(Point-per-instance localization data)

[Start of section]

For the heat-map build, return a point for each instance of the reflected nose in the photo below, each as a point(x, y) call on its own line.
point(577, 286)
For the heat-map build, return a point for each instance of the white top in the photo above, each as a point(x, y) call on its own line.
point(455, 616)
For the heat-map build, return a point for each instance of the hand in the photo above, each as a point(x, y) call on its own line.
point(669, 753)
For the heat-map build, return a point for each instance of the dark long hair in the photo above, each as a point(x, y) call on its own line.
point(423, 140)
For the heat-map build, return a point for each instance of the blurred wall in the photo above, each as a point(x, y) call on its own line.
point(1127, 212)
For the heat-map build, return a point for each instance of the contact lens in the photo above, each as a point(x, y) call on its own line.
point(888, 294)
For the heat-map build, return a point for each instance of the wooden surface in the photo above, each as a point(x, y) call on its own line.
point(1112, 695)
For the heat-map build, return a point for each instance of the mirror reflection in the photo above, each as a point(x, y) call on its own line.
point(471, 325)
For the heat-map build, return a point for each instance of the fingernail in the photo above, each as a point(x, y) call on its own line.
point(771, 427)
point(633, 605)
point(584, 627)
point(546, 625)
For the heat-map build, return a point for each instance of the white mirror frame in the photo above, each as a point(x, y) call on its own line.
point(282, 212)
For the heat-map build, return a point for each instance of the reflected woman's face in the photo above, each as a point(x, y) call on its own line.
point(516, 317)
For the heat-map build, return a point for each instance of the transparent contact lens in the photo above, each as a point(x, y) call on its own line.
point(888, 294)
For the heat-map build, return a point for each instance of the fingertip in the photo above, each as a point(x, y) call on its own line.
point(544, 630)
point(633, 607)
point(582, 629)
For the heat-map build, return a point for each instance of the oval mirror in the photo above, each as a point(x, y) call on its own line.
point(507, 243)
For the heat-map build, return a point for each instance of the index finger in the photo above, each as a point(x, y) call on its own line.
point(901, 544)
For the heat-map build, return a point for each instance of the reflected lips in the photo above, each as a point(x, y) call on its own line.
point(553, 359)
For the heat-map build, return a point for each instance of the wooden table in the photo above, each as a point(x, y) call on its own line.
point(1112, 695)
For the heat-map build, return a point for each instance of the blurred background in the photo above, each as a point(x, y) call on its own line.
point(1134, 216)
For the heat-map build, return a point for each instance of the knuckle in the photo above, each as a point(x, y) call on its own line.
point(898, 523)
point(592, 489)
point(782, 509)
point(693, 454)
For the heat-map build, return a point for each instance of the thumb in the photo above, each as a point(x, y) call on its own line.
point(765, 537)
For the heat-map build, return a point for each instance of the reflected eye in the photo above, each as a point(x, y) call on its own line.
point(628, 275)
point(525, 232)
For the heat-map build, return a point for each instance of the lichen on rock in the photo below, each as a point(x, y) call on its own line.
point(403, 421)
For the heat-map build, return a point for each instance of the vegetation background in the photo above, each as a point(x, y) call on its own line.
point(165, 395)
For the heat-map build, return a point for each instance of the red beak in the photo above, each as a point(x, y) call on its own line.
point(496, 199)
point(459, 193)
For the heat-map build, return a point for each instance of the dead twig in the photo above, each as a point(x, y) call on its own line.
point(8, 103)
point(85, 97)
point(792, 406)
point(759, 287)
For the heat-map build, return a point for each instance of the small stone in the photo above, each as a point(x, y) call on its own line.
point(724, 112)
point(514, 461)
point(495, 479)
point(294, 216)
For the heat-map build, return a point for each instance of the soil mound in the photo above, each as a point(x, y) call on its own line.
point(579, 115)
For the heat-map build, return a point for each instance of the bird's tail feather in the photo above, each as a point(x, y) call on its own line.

[End of section]

Copy exactly, and only, the lines from the line that contains "of the soil" through the end of the data above.

* **RESULT**:
For the heat-map build, return a point for each instance of the soil mound in the photo above, each as a point(x, y) call on its own line.
point(579, 115)
For the heat-map build, return a point for each instance of the bird's tail feather in the photo above, each as a point(x, y) call on its own line.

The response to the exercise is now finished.